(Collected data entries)
========
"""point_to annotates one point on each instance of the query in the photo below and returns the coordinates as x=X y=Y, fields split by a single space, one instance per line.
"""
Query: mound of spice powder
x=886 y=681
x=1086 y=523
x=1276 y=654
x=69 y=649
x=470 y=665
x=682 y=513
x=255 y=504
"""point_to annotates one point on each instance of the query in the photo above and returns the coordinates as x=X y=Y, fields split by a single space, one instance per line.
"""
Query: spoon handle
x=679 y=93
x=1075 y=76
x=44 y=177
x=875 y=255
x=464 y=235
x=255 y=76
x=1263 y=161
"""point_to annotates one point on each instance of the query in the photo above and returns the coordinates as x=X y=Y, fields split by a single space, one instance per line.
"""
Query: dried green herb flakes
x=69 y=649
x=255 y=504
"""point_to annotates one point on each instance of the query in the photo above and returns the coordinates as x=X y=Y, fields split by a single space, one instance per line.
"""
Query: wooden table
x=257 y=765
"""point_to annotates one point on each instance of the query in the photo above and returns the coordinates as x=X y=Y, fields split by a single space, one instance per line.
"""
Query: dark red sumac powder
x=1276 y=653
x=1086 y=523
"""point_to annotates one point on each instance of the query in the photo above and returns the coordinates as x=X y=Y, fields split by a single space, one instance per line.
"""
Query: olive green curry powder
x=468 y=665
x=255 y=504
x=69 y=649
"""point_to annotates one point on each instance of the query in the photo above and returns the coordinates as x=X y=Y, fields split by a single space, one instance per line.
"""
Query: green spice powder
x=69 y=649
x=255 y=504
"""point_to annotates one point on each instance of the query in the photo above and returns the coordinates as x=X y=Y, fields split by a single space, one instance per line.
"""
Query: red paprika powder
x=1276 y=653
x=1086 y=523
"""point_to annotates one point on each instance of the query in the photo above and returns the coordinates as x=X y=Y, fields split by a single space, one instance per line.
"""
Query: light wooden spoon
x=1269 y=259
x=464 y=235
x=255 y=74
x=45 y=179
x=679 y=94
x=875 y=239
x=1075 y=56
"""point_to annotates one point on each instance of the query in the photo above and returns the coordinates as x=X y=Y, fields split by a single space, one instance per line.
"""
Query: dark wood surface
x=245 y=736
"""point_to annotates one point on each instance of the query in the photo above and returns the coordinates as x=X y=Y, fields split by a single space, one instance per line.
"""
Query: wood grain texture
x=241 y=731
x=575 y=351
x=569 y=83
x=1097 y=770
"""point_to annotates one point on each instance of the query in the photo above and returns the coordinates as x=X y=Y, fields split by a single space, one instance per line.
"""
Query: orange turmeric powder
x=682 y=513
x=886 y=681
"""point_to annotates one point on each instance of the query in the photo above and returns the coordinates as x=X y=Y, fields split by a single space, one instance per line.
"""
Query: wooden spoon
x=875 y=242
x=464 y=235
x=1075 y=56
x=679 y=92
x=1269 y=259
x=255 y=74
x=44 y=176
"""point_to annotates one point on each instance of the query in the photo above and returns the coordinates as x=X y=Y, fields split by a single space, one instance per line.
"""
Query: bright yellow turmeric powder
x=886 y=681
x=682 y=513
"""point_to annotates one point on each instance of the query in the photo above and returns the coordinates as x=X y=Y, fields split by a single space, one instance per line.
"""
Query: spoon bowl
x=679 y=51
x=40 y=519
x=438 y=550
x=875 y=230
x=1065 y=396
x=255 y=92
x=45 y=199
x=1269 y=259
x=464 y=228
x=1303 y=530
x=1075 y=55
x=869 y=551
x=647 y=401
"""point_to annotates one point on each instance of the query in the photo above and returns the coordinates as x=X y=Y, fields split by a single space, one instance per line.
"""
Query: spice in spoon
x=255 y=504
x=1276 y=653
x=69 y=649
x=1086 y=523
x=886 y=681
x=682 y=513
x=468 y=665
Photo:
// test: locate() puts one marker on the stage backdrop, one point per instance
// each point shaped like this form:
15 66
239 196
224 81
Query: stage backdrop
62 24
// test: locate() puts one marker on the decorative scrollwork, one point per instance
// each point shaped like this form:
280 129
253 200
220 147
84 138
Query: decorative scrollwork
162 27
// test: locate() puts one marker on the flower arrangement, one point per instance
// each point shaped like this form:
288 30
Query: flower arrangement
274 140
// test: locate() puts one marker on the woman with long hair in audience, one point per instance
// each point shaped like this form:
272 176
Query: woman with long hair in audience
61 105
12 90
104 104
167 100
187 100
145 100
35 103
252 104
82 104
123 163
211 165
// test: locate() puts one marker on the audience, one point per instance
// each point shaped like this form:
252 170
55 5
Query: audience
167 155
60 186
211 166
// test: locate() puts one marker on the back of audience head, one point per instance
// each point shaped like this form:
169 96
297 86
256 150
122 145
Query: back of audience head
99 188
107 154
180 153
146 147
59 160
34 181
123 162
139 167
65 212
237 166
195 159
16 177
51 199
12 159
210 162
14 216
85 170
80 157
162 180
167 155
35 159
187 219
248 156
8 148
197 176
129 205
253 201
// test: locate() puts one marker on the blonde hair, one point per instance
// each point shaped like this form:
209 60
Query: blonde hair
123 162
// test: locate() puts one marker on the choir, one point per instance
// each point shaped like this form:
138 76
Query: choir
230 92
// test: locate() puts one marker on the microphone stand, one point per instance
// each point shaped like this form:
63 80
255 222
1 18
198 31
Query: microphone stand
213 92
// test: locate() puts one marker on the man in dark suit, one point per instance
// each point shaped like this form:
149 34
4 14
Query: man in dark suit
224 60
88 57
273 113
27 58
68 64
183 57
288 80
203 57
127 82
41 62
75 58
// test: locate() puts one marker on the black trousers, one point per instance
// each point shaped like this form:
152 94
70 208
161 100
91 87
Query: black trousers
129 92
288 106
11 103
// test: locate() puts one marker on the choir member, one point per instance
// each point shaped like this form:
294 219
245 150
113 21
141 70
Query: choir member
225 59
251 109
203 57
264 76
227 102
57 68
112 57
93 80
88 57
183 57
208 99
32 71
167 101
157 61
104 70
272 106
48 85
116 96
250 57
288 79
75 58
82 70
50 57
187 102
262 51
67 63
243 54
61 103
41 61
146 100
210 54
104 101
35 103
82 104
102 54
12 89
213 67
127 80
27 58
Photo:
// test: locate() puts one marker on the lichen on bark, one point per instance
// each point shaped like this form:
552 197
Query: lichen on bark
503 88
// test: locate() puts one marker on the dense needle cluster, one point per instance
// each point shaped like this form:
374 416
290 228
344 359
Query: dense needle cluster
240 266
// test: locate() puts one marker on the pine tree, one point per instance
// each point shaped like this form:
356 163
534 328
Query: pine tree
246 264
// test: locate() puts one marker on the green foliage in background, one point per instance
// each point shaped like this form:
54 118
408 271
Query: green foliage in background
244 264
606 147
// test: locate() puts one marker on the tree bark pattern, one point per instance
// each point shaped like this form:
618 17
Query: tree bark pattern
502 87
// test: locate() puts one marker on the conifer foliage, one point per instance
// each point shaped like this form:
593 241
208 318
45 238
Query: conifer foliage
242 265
========
Repeat the data word for word, leaving out no line.

"""point_to annotates one point on each instance of the query in the photo below and returns the coordinates as x=X y=Y, fields split by a single space, one instance per line.
"""
Query: mound of spice powder
x=886 y=681
x=1086 y=523
x=1276 y=654
x=69 y=649
x=470 y=665
x=682 y=513
x=255 y=504
"""point_to annotates one point on each instance of the query in the photo above and returns the coordinates as x=X y=Y, fields split by a single space, one instance per line.
"""
Query: spoon handle
x=679 y=93
x=1075 y=76
x=44 y=177
x=875 y=255
x=464 y=235
x=255 y=76
x=1263 y=161
"""point_to annotates one point on each instance of the query in the photo above and returns the coordinates as x=X y=Y, fields split by a single space, one instance per line.
"""
Query: dried green herb flakes
x=69 y=649
x=255 y=504
"""point_to annotates one point on each instance of the query in the photo above and returns the coordinates as x=X y=Y, fields split by a single space, one instance per line.
"""
Query: wooden table
x=257 y=765
"""point_to annotates one point on each instance of the query in the photo above and returns the coordinates as x=X y=Y, fields split by a single space, one instance per line.
"""
Query: dark red sumac powder
x=1276 y=653
x=1086 y=523
"""point_to annotates one point on each instance of the query in the photo above and returns the coordinates as x=X y=Y, fields split by a single space, one instance per line.
"""
Query: olive green curry powder
x=468 y=665
x=255 y=504
x=69 y=649
"""point_to annotates one point on each instance of the query in the photo above and returns the coordinates as x=X y=Y, fields split by a single space, one instance per line.
"""
Query: green spice powder
x=69 y=649
x=255 y=504
"""point_to annotates one point on each instance of the query in the photo above and returns the coordinates as x=X y=Y, fields split by a single space, one instance per line.
"""
Query: red paprika powder
x=1276 y=653
x=1086 y=523
"""point_to annotates one point on each instance of the query in the photo above and returns the coordinates as x=X y=Y, fields split by a single space, one instance per line.
"""
Query: light wooden spoon
x=1269 y=259
x=464 y=235
x=255 y=74
x=45 y=179
x=679 y=94
x=875 y=239
x=1075 y=56
"""point_to annotates one point on each instance of the query in the photo above and returns the coordinates as x=X y=Y, fields split by a single space, one instance per line.
"""
Query: dark wood surface
x=245 y=736
"""point_to annotates one point on each instance of the query in the photo above and returns the coordinates as x=X y=Y, fields split by a single space, one instance per line.
"""
Query: wood grain texture
x=241 y=731
x=575 y=351
x=569 y=83
x=1097 y=770
"""point_to annotates one point on each instance of the query in the photo above and returns the coordinates as x=X y=Y, fields split by a single space, one instance per line.
"""
Query: orange turmeric powder
x=682 y=513
x=886 y=681
"""point_to annotates one point on each instance of the query in the photo above and returns the coordinates as x=X y=Y, fields split by a single space, one instance per line.
"""
Query: wooden spoon
x=875 y=242
x=464 y=235
x=1075 y=56
x=679 y=92
x=1269 y=259
x=255 y=74
x=44 y=176
"""point_to annotates one point on each instance of the query in the photo above and returns the coordinates as x=X y=Y, fields split by a single space, one instance per line.
"""
Query: bright yellow turmeric powder
x=886 y=681
x=682 y=513
"""point_to annotates one point on each instance of the query in the photo above and returns the coordinates as x=X y=Y, fields split by a single space, one instance per line.
"""
Query: spoon bowl
x=679 y=51
x=40 y=519
x=438 y=550
x=875 y=230
x=1065 y=396
x=255 y=92
x=45 y=199
x=1269 y=259
x=464 y=228
x=1303 y=530
x=1075 y=55
x=869 y=551
x=647 y=401
"""point_to annotates one point on each instance of the query in the photo above and returns the coordinates as x=X y=Y, fields split by a single space, one instance per line.
"""
Query: spice in spoon
x=255 y=504
x=1276 y=653
x=69 y=649
x=1086 y=523
x=886 y=681
x=682 y=513
x=468 y=665
Photo:
// test: locate() puts one marker on the stage backdrop, one point per instance
// each point shaped like this form:
15 66
239 196
224 81
Query: stage backdrop
62 24
// test: locate() puts one marker on the decorative scrollwork, one point per instance
// each point shaped like this form:
280 129
253 200
220 147
84 138
Query: decorative scrollwork
162 27
// test: locate() puts one marker on the flower arrangement, one point per instance
// each point shaped like this form:
288 30
Query: flower arrangement
274 140
// test: locate() puts one marker on the woman with long hair in audience, one point per instance
// each point shaped like this form:
272 176
Query: woman with long hair in audience
61 105
12 90
104 104
167 100
187 100
145 100
35 103
252 104
82 104
123 163
211 165
// test: locate() puts one marker on the audience, one point per instance
// each point shaped like this form:
252 170
55 5
Query: audience
167 155
60 186
211 166
// test: locate() puts one marker on the back of audience head, one point per instance
// each point shaped like this form:
169 96
297 86
256 150
122 145
Query: back of audience head
99 188
107 154
180 153
146 147
59 160
34 181
123 162
139 167
65 212
237 166
195 159
16 177
51 199
12 159
210 162
14 216
85 170
80 157
162 180
167 155
35 159
187 219
248 156
8 148
197 176
129 205
253 201
// test: locate() puts one marker on the blonde hair, one point per instance
// each point shaped like this form:
209 60
Query: blonde hair
123 162
// test: locate() puts one marker on the choir, one point per instance
// each point shaped like this form:
138 76
Query: choir
230 92
// test: locate() puts one marker on the microphone stand, one point per instance
// each point shaped like this form:
63 80
255 222
1 18
198 31
Query: microphone stand
213 92
// test: locate() puts one marker on the man in dark suit, one point per instance
// each point shaped like this form:
149 34
4 14
Query: man in dark suit
224 60
88 57
273 113
27 58
68 64
183 57
288 80
203 57
127 82
41 62
75 58
// test: locate() puts one marker on the black trousers, one point per instance
// each point shaped like this form:
152 94
70 208
161 100
91 87
Query: black trousers
129 92
288 106
11 103
// test: locate() puts one marker on the choir member, one point per instance
// each point shaped like this form:
294 219
245 150
113 21
141 70
Query: choir member
225 59
251 109
203 57
264 76
227 102
57 68
112 57
93 80
88 57
183 57
208 99
32 71
167 101
157 61
104 70
272 106
48 85
116 96
250 57
288 79
75 58
82 70
50 57
187 102
262 51
67 63
243 54
61 103
41 61
146 100
210 54
104 101
35 103
82 104
102 54
12 89
213 67
127 80
27 58
Photo:
// test: locate() puts one marker on the lichen on bark, one point per instance
// each point shaped like this form:
552 197
Query: lichen on bark
503 88
// test: locate() puts one marker on the dense needle cluster, one point per instance
// each point shaped like this form:
374 416
290 228
344 359
Query: dense needle cluster
240 266
// test: locate() puts one marker on the pine tree, one point per instance
// each point shaped like this form:
356 163
534 328
Query: pine tree
246 264
// test: locate() puts one marker on the green foliage in background, one point per instance
// each point shaped like this form:
54 118
408 271
Query: green foliage in background
244 264
606 147
// test: locate() puts one marker on the tree bark pattern, one point per instance
// each point shaped like this form:
618 17
Query: tree bark pattern
502 87
// test: locate() puts one marker on the conifer foliage, one point per instance
// each point shaped like this form:
593 241
208 318
45 238
Query: conifer foliage
242 265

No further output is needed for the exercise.